* Given text:
────────────────

# I skipped the lurking part...



## designandbarista (Jul 12, 2016)

Hello









I'm Keith and am primarily looking to get some info on decent home espresso machines. The forums looks great so I'm looking forward to getting to know you's and learn a shed-load along the way!

Thanks; see you around


----------



## hotmetal (Oct 31, 2013)

Hi Keith and welcome. If you're already making coffee for a living I imagine you already know what you want to achieve and are just looking for guidance as to how that translates into 'prosumer' kit? There are a couple of 'sticky' threads that outline what you get for your money at different levels for both machine and grinder. Have a look there if you haven't already - they're very helpful. Otherwise, feel free to outline your requirements (function, aesthetic, space and budget etc) and you'll get lots of suggestions. If there's one thing we love on here it's spending other people's money in a "Fantasy setup" kind of way!

────────────────

* Data provided:
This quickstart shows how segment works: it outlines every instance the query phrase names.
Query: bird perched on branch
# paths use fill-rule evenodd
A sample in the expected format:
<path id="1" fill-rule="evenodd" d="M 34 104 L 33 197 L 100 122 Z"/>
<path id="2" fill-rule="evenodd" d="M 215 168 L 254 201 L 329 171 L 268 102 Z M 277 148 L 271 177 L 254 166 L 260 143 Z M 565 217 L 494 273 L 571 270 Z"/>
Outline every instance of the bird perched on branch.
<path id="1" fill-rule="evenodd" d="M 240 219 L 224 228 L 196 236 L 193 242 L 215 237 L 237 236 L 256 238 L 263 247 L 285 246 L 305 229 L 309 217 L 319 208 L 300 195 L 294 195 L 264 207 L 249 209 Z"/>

────────────────

* Parts of the exercise:
a. In the forum thread, what does hotmetal invite Keith to outline in order to get suggestions?
b. Summarize the forum thread in two sentences.

* Answers below:
a. His requirements, such as function, aesthetic, space and budget.

b. Keith introduces himself and says he is mainly looking for information on decent home espresso machines and hopes to learn a lot on the forum. In reply, hotmetal welcomes him, points him to sticky threads that outline what you get for your money at different levels for both machine and grinder, and invites him to outline his requirements to get suggestions.